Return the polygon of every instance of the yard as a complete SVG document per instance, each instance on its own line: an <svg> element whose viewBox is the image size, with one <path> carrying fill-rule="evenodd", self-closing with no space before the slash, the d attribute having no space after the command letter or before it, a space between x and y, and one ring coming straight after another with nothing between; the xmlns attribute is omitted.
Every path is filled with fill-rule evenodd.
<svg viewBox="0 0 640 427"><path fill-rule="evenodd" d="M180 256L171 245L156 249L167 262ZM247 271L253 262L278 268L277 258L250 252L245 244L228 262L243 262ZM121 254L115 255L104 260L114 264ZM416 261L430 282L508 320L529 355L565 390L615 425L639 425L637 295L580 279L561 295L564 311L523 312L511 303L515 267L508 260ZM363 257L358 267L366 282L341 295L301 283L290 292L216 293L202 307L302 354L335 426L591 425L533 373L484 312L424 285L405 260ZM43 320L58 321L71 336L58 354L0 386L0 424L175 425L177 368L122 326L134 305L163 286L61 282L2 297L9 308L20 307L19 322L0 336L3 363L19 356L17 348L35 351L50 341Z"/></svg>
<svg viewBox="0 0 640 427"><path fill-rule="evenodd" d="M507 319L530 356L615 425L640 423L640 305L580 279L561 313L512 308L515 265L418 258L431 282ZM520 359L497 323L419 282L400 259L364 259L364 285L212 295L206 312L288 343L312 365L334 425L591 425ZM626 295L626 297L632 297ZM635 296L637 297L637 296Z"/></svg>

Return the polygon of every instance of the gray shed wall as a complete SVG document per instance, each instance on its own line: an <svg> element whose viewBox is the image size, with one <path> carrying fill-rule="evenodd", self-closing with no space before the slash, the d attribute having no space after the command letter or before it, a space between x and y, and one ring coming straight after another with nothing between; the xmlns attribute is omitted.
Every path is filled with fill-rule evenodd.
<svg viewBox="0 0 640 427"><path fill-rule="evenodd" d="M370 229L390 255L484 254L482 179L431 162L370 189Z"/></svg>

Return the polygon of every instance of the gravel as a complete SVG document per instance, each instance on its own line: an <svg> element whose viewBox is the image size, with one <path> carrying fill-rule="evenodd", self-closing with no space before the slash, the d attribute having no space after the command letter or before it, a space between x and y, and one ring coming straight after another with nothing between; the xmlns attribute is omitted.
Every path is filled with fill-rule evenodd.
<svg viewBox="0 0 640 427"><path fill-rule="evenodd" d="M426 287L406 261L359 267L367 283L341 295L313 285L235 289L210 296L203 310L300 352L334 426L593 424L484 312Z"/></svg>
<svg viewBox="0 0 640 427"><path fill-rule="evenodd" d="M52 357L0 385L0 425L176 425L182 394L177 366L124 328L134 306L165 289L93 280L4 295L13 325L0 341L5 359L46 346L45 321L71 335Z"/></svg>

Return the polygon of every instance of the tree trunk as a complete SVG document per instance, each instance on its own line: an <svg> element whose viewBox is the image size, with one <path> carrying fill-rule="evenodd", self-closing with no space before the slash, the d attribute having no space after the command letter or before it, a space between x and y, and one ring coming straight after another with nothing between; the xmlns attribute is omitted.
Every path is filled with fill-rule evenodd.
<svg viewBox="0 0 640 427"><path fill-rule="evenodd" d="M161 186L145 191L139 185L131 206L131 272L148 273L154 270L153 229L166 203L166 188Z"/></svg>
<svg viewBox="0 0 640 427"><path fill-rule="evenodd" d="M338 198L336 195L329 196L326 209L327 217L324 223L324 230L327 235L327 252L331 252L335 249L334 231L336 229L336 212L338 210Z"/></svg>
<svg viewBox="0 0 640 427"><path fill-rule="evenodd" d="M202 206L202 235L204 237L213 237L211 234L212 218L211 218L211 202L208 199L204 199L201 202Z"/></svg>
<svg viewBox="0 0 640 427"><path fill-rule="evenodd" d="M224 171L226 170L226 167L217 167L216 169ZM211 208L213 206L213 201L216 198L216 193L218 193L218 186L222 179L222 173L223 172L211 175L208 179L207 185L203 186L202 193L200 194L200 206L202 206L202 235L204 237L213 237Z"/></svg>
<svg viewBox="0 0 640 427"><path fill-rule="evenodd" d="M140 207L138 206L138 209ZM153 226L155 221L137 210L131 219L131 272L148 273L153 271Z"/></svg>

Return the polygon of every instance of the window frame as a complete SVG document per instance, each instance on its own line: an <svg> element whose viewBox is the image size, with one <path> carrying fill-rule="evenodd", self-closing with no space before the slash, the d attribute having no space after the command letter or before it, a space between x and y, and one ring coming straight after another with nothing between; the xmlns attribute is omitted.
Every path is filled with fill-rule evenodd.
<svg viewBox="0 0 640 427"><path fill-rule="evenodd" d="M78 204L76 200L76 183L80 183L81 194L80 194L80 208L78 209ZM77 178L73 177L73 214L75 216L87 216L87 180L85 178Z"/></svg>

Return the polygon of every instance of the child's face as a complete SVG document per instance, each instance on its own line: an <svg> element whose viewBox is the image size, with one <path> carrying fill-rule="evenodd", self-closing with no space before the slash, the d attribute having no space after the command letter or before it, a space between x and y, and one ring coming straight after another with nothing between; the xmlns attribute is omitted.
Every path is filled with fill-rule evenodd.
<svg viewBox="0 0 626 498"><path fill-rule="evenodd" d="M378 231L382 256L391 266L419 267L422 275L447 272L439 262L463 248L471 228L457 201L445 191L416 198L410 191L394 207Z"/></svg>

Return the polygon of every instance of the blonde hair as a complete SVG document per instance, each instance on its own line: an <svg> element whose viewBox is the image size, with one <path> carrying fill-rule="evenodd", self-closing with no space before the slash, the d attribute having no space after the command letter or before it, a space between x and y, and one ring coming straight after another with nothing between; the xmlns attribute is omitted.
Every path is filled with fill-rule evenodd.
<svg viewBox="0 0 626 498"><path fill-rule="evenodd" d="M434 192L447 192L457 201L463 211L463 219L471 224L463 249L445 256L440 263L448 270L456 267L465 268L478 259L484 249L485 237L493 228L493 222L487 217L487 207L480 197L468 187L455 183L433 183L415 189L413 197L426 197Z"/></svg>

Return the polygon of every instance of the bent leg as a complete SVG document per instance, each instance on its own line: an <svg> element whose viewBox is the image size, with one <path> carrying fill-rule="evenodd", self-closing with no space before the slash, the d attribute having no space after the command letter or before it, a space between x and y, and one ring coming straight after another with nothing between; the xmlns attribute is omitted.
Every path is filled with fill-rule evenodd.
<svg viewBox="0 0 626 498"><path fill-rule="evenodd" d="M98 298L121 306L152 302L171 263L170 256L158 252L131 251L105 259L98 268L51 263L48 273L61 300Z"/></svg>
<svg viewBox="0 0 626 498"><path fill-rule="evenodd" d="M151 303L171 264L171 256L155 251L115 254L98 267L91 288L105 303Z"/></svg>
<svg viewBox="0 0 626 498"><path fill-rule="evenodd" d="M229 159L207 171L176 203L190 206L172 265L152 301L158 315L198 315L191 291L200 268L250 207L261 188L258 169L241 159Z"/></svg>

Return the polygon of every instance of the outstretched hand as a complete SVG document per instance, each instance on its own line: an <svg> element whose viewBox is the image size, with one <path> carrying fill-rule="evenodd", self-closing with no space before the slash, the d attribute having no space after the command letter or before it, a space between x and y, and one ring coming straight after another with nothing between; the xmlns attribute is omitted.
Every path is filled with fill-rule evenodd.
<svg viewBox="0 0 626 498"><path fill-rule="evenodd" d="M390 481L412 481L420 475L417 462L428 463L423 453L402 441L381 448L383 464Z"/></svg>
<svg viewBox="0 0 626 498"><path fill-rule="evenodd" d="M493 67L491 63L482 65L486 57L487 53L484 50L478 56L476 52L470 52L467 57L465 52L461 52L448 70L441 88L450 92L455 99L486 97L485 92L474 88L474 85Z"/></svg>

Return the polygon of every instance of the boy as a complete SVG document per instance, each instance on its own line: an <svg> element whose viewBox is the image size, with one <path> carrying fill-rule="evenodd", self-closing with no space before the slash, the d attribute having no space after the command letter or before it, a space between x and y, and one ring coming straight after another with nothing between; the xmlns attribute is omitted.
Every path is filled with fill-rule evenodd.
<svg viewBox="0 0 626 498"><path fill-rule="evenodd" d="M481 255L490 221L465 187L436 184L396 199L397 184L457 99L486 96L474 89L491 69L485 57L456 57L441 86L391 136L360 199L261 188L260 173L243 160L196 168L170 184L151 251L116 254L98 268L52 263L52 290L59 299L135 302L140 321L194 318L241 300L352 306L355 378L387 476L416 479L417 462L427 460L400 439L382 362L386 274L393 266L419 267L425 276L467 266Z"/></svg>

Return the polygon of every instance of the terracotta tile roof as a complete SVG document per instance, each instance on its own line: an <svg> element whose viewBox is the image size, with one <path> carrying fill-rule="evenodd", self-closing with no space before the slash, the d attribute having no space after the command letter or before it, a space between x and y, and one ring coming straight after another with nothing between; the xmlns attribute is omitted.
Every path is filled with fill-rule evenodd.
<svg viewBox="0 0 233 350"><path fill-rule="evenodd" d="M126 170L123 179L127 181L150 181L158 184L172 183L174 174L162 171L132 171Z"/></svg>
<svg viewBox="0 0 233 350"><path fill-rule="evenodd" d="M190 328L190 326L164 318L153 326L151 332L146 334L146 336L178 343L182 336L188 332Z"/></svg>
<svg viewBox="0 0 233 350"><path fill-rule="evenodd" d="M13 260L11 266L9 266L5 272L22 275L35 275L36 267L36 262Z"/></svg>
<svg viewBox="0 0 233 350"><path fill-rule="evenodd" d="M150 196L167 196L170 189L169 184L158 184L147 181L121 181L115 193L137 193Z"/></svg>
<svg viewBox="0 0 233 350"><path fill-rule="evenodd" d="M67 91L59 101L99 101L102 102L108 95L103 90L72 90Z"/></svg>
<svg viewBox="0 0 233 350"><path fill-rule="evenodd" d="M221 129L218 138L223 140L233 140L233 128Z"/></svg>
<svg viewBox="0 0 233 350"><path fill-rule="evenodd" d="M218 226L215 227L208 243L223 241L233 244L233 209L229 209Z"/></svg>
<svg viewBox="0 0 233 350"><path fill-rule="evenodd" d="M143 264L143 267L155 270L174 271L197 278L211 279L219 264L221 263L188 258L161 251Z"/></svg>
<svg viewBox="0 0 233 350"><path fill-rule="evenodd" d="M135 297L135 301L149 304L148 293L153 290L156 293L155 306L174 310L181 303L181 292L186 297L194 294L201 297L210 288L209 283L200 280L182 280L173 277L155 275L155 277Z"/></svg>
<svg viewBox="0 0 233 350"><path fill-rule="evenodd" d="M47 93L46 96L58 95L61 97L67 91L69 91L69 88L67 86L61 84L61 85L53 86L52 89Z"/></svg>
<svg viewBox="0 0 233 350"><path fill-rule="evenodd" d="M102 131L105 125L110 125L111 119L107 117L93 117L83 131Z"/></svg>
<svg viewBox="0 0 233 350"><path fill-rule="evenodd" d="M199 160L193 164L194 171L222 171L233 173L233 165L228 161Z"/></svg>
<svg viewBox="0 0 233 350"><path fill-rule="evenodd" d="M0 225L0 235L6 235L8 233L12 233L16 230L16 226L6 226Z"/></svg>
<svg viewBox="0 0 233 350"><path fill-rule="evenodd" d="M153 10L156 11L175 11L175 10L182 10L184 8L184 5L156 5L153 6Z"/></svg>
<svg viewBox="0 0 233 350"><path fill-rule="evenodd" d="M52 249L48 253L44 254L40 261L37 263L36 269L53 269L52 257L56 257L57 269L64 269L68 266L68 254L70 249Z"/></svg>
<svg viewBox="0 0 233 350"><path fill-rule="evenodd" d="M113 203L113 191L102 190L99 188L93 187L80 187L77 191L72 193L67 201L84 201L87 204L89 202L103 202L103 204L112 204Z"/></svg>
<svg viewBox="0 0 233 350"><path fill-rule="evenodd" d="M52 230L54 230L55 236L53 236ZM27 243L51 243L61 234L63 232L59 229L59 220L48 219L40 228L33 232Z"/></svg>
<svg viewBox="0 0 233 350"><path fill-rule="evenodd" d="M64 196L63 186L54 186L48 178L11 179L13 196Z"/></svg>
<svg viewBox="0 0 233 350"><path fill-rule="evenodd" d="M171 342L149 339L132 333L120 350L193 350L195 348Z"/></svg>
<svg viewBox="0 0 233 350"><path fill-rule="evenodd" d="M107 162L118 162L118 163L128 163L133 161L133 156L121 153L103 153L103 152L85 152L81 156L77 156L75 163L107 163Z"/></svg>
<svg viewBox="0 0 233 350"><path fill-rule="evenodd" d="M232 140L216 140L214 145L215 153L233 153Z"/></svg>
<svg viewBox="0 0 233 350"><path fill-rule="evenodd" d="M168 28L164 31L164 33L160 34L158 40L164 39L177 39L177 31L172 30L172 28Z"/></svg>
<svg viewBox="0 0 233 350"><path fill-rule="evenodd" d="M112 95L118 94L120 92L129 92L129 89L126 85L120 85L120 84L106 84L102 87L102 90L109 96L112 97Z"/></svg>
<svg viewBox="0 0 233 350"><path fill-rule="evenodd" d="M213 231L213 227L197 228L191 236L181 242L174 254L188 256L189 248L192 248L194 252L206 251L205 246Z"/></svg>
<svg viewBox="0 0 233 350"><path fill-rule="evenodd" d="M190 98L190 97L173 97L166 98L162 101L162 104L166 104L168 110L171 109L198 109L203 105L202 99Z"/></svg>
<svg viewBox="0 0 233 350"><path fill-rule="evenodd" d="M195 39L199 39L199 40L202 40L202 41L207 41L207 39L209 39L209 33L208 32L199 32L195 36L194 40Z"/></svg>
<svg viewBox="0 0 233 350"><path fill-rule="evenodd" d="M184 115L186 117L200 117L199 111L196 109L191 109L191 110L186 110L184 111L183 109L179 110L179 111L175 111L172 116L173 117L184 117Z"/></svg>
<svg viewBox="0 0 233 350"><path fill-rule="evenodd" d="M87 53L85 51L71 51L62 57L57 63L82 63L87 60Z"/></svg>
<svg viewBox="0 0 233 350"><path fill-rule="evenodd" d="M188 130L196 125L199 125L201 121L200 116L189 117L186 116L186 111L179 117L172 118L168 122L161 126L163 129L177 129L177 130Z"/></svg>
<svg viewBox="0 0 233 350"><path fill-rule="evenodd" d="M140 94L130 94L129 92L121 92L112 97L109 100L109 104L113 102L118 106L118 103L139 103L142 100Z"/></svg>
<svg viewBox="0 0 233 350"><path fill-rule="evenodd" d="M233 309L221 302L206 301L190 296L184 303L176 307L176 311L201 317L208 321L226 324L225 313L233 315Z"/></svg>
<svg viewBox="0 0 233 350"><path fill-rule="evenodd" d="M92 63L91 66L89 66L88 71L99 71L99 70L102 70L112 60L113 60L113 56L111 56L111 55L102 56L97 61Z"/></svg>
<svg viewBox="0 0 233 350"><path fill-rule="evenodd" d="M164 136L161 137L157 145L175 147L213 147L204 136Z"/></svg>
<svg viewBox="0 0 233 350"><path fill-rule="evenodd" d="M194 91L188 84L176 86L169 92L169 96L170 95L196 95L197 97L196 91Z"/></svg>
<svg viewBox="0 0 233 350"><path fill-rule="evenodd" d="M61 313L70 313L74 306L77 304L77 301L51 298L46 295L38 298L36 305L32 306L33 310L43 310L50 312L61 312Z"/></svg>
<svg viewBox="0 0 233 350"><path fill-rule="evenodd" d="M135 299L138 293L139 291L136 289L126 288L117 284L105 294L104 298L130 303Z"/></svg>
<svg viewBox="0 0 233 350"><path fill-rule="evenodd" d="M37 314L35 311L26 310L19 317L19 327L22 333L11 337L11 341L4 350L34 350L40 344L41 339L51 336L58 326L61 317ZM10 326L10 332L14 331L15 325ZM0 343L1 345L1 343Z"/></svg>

====

> **TASK STATEMENT**: Output, please, only the lines running from the start of the entries through the line that contains "Return the polygon of every instance of the gray", including both of those lines.

> **WORKED SOLUTION**:
Return the polygon of every instance of the yard as a complete SVG document per instance, each instance on its own line: an <svg> element whose viewBox is the image size, with one <path> carrying fill-rule="evenodd", self-closing with no space before the slash, the d attribute having no space after the command letter or before it, a space between x and y, and one ring coming straight after another with nothing between; the xmlns attribute is omitted.
Every path is filled with fill-rule evenodd.
<svg viewBox="0 0 640 427"><path fill-rule="evenodd" d="M180 256L171 245L156 249L167 262ZM247 271L253 262L278 268L277 258L250 252L245 244L228 262L243 262ZM121 254L115 255L104 260L114 264ZM416 261L430 282L508 320L529 355L565 390L615 425L639 425L637 295L580 279L561 295L564 311L523 312L511 303L515 267L508 260ZM363 257L358 267L366 282L341 295L301 283L290 292L216 293L202 307L302 354L335 426L591 425L533 373L484 312L424 285L405 260ZM43 320L58 321L71 336L58 354L0 386L0 424L175 425L177 368L122 326L134 305L163 286L61 282L2 297L9 308L20 307L19 322L0 336L3 363L19 356L17 348L35 351L50 341Z"/></svg>
<svg viewBox="0 0 640 427"><path fill-rule="evenodd" d="M507 319L530 356L615 425L640 423L640 305L580 279L561 313L512 308L515 265L418 258L431 282ZM520 359L497 323L419 282L400 259L364 259L364 285L212 295L206 312L288 343L312 365L334 425L591 425ZM626 295L626 297L632 297ZM635 296L637 297L637 296Z"/></svg>

Return the polygon of every instance of the gray shed wall as a complete SVG document per instance, each instance on its own line: an <svg> element whose viewBox is the image size, with one <path> carrying fill-rule="evenodd", self-closing with no space before the slash, the d attribute having no space after the command letter or before it, a space between x and y, and one ring coming straight after another with nothing between; the xmlns attribute is omitted.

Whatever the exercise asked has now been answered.